[Stored data entries]
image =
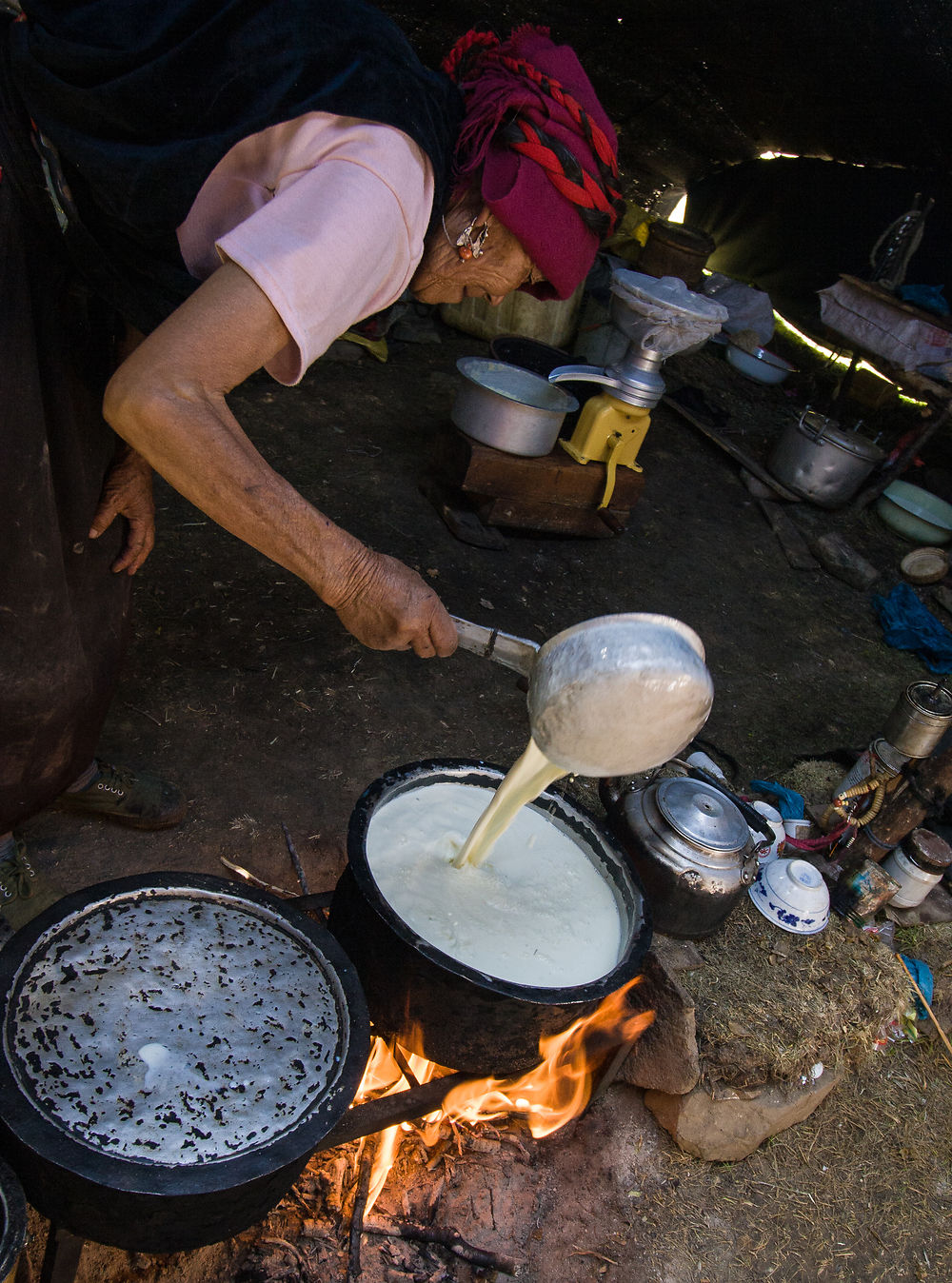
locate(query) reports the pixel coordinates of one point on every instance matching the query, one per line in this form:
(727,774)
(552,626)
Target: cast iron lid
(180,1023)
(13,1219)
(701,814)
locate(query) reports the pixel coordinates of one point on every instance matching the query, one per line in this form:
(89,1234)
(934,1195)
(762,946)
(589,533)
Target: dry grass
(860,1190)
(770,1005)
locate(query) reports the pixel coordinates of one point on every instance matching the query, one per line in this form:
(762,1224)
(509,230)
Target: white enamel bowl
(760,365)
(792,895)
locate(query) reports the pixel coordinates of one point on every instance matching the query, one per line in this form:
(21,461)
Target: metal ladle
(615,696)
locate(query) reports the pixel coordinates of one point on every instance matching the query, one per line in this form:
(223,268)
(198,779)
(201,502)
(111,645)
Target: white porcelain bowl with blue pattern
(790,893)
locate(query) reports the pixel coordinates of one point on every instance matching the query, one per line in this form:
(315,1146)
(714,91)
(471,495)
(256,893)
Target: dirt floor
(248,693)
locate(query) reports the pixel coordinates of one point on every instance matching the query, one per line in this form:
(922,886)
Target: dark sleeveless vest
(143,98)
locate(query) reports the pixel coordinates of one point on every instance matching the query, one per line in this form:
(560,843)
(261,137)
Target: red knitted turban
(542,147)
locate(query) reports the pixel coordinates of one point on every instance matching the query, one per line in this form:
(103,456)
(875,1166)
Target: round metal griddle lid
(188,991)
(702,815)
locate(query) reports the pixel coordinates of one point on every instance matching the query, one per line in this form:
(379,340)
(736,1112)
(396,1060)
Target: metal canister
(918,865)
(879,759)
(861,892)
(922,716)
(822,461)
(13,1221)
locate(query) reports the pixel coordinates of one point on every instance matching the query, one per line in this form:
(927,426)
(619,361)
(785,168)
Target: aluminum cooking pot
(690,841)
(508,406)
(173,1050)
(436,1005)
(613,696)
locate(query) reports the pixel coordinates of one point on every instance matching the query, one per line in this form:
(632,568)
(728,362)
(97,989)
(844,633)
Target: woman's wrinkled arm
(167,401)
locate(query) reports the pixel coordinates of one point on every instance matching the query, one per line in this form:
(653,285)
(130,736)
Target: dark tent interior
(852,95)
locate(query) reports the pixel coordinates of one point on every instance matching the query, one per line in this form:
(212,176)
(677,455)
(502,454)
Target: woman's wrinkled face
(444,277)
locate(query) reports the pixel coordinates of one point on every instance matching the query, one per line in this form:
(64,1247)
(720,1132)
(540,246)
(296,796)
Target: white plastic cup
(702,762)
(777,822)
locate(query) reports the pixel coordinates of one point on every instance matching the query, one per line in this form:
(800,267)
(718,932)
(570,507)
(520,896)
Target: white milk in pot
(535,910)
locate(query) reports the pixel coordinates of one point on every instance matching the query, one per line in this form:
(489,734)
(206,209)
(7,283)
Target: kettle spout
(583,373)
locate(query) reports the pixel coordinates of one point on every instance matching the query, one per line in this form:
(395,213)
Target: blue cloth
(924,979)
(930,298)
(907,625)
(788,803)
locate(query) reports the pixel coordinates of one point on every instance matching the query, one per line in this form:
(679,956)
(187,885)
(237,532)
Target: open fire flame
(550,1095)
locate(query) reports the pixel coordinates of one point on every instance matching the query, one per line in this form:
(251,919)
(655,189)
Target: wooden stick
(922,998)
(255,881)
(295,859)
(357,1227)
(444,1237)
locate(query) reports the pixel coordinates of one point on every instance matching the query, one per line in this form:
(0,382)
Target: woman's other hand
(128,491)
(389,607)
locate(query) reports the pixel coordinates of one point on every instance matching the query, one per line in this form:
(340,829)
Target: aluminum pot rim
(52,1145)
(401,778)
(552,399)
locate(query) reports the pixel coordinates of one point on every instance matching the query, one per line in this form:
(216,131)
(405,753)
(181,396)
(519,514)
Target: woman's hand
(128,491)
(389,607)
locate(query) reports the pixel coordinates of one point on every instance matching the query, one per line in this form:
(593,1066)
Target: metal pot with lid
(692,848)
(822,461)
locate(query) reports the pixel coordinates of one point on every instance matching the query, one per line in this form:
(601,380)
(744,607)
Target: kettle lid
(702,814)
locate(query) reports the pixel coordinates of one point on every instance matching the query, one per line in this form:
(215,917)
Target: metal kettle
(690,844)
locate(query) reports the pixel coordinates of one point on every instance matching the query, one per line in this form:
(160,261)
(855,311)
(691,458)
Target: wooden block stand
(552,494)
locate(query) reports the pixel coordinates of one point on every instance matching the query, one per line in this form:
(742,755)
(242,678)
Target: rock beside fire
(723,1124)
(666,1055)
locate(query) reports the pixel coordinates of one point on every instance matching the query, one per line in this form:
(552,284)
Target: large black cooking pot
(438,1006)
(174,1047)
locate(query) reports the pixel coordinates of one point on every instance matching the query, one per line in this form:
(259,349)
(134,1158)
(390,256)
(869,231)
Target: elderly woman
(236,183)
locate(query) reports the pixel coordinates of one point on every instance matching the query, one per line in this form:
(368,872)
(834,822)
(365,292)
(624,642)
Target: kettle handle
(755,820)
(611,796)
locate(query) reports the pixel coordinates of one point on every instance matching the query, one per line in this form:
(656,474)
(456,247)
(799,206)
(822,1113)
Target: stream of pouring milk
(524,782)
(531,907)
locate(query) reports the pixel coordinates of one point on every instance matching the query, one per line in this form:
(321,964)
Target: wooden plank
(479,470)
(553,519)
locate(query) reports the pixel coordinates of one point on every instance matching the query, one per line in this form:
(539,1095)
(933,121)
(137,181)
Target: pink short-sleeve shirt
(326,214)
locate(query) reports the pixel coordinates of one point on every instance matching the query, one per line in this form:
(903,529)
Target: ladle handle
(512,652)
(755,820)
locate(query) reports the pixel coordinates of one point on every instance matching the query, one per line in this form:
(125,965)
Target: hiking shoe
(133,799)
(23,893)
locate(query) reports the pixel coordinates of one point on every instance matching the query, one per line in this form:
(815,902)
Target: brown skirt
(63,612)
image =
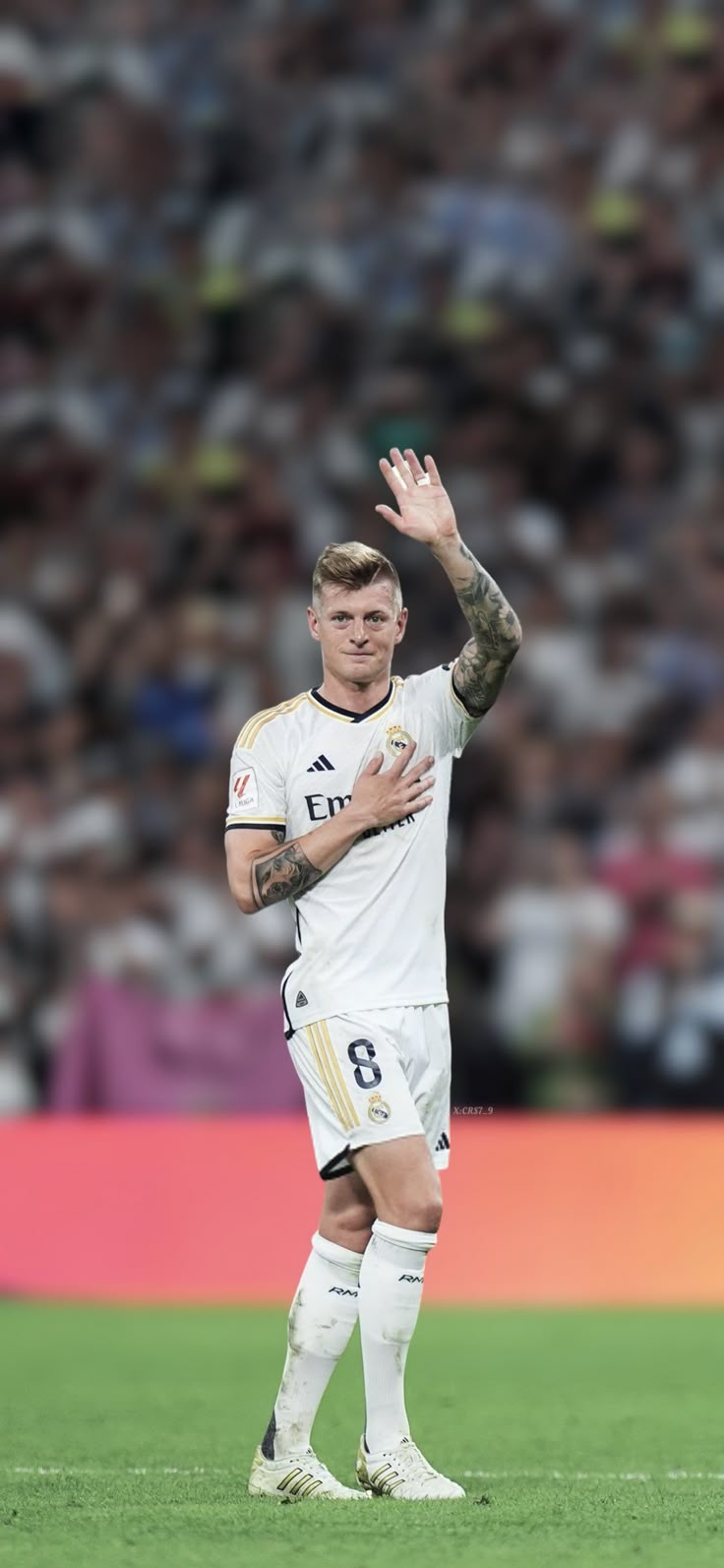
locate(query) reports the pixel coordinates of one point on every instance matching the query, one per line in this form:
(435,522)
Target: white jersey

---

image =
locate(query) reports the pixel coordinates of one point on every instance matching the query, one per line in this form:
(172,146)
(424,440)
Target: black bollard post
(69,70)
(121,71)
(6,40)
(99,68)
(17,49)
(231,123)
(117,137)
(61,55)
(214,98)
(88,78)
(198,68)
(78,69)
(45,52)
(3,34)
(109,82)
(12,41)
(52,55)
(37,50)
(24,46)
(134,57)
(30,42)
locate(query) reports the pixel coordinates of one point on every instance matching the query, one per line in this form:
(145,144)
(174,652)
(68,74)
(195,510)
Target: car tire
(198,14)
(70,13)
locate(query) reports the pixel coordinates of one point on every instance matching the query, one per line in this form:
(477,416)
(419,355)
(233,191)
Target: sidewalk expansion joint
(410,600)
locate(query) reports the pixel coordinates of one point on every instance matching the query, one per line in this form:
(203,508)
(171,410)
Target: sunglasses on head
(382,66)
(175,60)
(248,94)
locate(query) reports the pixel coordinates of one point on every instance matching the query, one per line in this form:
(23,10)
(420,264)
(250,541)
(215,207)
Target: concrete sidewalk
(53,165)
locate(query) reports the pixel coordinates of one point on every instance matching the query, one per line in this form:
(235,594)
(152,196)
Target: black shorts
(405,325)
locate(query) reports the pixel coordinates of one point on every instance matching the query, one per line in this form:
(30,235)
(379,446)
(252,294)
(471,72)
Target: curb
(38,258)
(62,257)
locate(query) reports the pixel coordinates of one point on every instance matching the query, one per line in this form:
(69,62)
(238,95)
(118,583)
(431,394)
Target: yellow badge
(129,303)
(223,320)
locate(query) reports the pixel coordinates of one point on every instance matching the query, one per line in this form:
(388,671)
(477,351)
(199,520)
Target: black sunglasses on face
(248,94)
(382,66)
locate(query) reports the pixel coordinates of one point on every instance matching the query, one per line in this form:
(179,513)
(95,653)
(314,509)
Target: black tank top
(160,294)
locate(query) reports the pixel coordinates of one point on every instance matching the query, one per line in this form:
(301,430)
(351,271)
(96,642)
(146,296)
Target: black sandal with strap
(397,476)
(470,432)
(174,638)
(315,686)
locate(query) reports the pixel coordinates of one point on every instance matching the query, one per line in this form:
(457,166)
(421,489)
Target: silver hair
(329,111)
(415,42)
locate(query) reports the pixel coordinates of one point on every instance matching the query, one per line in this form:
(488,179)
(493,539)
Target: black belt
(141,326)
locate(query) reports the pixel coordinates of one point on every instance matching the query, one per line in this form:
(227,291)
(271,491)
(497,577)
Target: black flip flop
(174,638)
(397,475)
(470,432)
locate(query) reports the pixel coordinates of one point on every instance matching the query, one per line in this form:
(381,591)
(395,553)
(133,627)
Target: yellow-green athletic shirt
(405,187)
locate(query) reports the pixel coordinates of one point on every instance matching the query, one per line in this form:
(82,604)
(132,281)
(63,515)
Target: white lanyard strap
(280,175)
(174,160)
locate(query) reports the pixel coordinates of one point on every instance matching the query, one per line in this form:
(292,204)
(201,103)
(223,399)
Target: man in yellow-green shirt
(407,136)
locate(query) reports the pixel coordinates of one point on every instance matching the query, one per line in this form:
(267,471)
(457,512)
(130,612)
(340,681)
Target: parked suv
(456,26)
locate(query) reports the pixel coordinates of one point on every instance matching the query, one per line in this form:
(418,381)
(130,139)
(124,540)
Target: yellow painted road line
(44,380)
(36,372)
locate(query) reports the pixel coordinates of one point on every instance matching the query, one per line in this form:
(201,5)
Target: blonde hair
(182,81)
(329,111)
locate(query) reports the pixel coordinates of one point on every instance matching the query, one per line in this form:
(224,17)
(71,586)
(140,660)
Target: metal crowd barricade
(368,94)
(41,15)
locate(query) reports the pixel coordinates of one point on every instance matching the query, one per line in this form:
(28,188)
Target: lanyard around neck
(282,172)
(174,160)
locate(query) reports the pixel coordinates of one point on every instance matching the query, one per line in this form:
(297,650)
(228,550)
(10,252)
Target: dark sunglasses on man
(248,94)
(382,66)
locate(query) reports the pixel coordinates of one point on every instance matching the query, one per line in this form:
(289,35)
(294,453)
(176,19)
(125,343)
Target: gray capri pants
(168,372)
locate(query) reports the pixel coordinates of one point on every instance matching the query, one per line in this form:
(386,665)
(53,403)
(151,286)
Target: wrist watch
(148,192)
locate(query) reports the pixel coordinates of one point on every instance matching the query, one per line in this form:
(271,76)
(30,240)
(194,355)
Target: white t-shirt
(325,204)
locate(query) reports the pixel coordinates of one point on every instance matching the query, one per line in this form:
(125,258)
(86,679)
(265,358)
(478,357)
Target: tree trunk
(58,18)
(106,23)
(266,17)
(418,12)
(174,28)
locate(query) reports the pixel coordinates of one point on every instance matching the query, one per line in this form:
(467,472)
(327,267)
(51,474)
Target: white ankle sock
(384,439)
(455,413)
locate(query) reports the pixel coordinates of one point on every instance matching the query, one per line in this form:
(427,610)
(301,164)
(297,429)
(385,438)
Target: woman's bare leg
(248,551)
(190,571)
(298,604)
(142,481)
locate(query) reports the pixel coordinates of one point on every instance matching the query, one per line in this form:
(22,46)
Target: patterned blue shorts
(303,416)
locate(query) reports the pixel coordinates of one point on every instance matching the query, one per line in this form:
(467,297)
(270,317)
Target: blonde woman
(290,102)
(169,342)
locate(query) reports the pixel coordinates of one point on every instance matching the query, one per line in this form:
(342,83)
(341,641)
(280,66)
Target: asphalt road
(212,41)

### Work to complete
Pick out every line in the listing above that contains the word "shirt", matching case exactly.

### Exercise solution
Target: pink short-sleeve shirt
Target: yellow-green athletic shirt
Target: man in yellow-green shirt
Target: white t-shirt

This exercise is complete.